Reproduce the entries, requests included, starting at the beginning of the entries and ending at the line that contains "[[[354,232],[467,232],[467,36],[353,47]]]", both ends included, with every coordinate in the answers multiplied by 1.35 and rounded to a whole number, halves rounding up. Leave the pictures out of your answer.

start INPUT MATERIAL

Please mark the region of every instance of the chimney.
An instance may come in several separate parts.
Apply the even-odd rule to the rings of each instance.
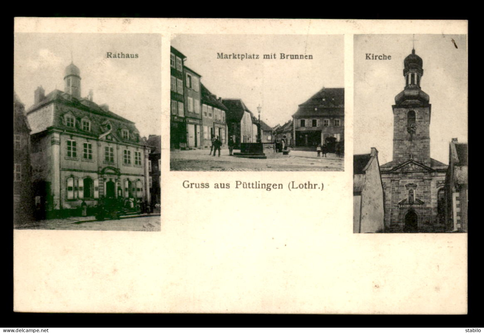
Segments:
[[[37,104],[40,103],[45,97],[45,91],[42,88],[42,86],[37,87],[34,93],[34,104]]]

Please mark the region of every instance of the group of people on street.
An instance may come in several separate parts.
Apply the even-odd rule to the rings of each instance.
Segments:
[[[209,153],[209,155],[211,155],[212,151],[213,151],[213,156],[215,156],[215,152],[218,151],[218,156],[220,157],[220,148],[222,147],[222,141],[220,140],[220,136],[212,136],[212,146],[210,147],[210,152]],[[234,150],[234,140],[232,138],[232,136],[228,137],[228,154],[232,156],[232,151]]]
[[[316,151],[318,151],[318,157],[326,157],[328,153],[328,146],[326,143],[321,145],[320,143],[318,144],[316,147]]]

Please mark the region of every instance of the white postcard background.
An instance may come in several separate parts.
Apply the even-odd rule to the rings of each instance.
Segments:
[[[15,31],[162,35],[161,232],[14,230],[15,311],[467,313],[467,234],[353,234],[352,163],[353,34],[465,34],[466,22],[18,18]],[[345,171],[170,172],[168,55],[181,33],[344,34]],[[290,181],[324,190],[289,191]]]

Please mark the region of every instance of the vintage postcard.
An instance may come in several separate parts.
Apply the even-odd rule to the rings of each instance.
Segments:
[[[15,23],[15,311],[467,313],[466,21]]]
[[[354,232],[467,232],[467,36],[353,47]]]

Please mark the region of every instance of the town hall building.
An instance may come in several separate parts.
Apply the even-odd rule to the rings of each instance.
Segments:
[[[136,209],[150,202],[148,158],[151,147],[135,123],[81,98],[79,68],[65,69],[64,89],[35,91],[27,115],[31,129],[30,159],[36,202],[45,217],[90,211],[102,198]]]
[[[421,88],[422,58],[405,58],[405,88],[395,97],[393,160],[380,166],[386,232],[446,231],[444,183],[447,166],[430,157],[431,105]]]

end INPUT MATERIAL

**OUTPUT OF THE TASK**.
Please mark the region of every instance of the chimney.
An instance may come in several separate parts.
Apply the even-odd rule to the rings of each instance.
Segments:
[[[50,140],[54,139],[61,131],[61,123],[57,119],[57,116],[50,117],[46,126],[46,140]]]

Please mark the region of every instance of the group of people on street.
An instance may come in several separate parts.
Apply the even-odd rule to the rings of each instance.
Segments:
[[[282,207],[282,209],[285,209],[286,204],[288,204],[288,211],[290,211],[290,205],[294,204],[294,211],[297,212],[297,200],[300,198],[300,190],[297,189],[297,184],[286,184],[286,197],[284,198],[284,205]],[[316,203],[316,189],[313,186],[313,184],[308,185],[308,208],[313,211],[313,204]]]
[[[427,204],[429,204],[429,212],[440,212],[443,207],[443,197],[440,193],[433,196],[432,193],[429,194],[427,198]]]

Please mark the region of every instance of the white postcard background.
An instance may come in several separate parts.
Apply the even-odd rule to the rings of each instance.
Segments:
[[[20,42],[219,47],[217,313],[19,311],[20,420],[630,423],[630,316],[477,316],[475,220],[477,46],[628,46],[629,30],[24,24]],[[466,231],[230,232],[227,74],[244,45],[464,46]],[[392,244],[437,257],[390,258]]]

Please mark the region of every instance of the vintage postcard.
An instance may come in several separate parts.
Apply the even-odd rule to the rings of each instance.
Segments:
[[[20,31],[20,420],[630,423],[629,28]]]
[[[478,313],[630,313],[630,49],[477,63]]]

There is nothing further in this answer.